> _Provided data_:
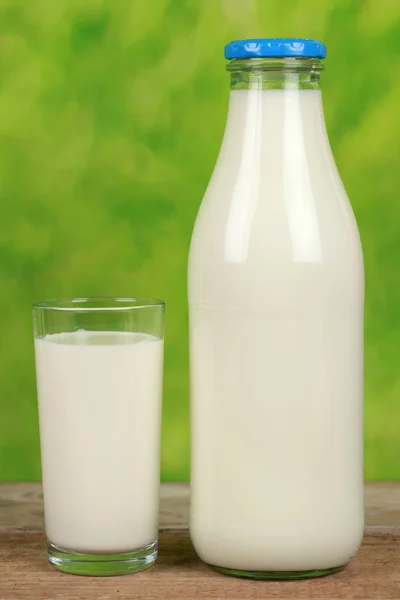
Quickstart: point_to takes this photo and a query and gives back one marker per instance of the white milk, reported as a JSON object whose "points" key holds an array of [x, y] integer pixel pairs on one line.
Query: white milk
{"points": [[99, 407], [276, 294]]}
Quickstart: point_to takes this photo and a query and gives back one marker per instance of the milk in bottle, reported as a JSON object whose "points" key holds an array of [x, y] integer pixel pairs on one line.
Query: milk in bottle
{"points": [[276, 292]]}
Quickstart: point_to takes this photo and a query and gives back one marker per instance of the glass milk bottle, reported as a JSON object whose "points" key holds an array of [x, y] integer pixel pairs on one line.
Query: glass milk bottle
{"points": [[276, 294]]}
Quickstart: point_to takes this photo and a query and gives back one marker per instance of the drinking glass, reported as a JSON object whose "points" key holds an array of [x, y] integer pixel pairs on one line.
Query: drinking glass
{"points": [[99, 364]]}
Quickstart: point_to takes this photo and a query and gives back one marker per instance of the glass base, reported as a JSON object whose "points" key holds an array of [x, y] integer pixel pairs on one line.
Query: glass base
{"points": [[277, 575], [79, 563]]}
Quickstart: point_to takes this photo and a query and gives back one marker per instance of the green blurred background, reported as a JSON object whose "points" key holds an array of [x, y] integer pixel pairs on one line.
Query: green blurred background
{"points": [[111, 117]]}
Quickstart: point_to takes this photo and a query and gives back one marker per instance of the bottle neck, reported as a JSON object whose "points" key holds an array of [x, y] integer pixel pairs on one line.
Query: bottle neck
{"points": [[275, 73]]}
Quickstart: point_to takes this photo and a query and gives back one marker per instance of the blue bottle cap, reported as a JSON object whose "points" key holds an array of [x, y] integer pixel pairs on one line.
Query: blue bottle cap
{"points": [[275, 47]]}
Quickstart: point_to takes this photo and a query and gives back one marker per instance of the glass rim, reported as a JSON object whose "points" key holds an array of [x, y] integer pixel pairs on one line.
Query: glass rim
{"points": [[98, 303]]}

> _What you will do_: Please repeat all of the data exactly as it stands, leaving the pictures out.

> _Reply_:
Quickstart: point_to takes this photo and a query and gives back one marker per instance of the white milk, reported as a JSON object whose "points" key holds an array of [x, y] integer pixel pairs on one line.
Query: white milk
{"points": [[99, 407], [276, 294]]}
Quickstart: point_to takes this photo and a query and gives back one marker per instance of the milk in bottle, reported as a JSON object whose "points" key holds an array of [x, y] integer pixel pairs on one line.
Query: milk in bottle
{"points": [[276, 292]]}
Quickstart: point_to takes this photo and a query and gives back one marker per instance of the glass milk bottle, reported as a JSON object whose "points" key holds an array of [x, y] integer pixel pairs on one line.
Query: glass milk bottle
{"points": [[276, 294]]}
Quickstart: point_to takes this photo and a query and gives back one marker per instance of the drinking glass, reported as a JSON object whose "points" key holds an array of [x, y] integer pixel pairs on one line.
Query: drinking glass
{"points": [[99, 364]]}
Quickstart: point_to takes this photo and a query and gives back one marker per instance of the glass base, reported as a JSON object whose "points" key holds an array of [x, y] integer pixel pairs on one line.
Query: glass base
{"points": [[277, 575], [79, 563]]}
Quickstart: point_to takes this photo and a query and gives back one marker per instance of the green blurred background, reported as a JSON object whose "points" key holds an array of [x, y] integer pixel pairs on one line.
Query: green blurred background
{"points": [[111, 117]]}
Quickstart: point_to takes this photo and a query and gives back one marker per instance of the bottle neck, reported as a JSON object whose "points" key holds an array of [x, y] integer pixel pairs on one line.
Query: bottle neck
{"points": [[275, 73]]}
Quickstart: point_to takes this photo and a query and gives back one marker per instance of the blue bottle cap, reported as a JSON object whose "points" key holds an array of [x, y] integer pixel pairs on one line.
Query: blue bottle cap
{"points": [[275, 47]]}
Quickstart: point_to takes this photo and a query and gives back one marker per instance of the glass rim, reported as a JSON object whose "points" key holds an array of [x, y] integer pixel pairs on one line.
Query: glass rim
{"points": [[98, 303]]}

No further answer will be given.